::: Supplied passage :::
Review: Goodbye to All That, Royal Court

“The older you get the more you realise: you don’t grow up. Not really. You just get older.”

Luke Norris is perhaps better known as an actor from plays like Remembrance Day, The Kitchen and The Gods Weep (oh, how they wept) but he has now turned his hand to playwriting as part of the Royal Court’s writing scheme. And with some success, as his first play Goodbye to All That is part of the Young Writers’ Festival there and is playing in the upstairs theatre alongside a programme of readings of other plays by budding playwrights. 

It is then perhaps ironic that the play focuses on older people. David, who has just got his A-level results and is heading off to Leicester, discovers that his grandfather Frank is having an affair and demands that he breaks it off. The relationship is closer than usual as David was raised by his grandparents but we come to see that this 46 year-long marriage has not been a happy one and Frank has actually fallen in love for the first time with Rita. The scene is then seemingly set for an exploration of whether it is “ever too late to start again”.
:::
→ **Short exercise**
From the play review, give back the part starting with "Review: Goodbye to" and going on through "by budding playwrights.", copied word for word.
::: Data lines :::
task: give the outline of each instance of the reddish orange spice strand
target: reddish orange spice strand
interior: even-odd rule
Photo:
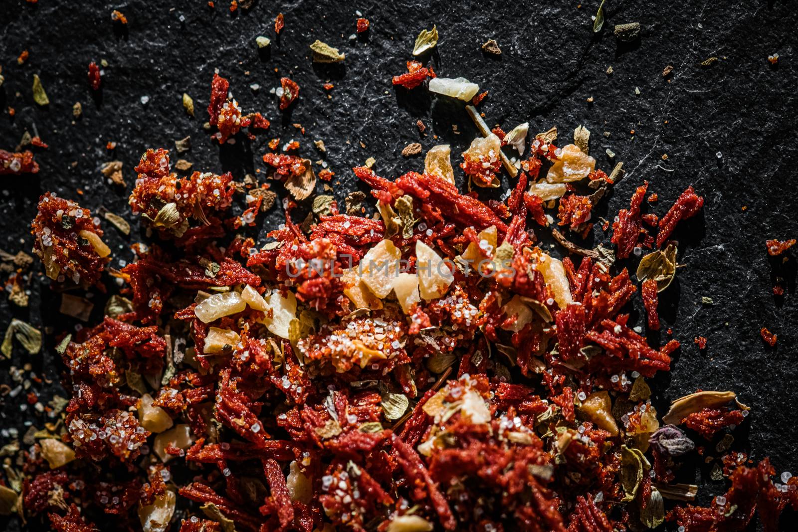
:::
→ **Solution to this task**
Review: Goodbye to All That, Royal Court

“The older you get the more you realise: you don’t grow up. Not really. You just get older.”

Luke Norris is perhaps better known as an actor from plays like Remembrance Day, The Kitchen and The Gods Weep (oh, how they wept) but he has now turned his hand to playwriting as part of the Royal Court’s writing scheme. And with some success, as his first play Goodbye to All That is part of the Young Writers’ Festival there and is playing in the upstairs theatre alongside a programme of readings of other plays by budding playwrights.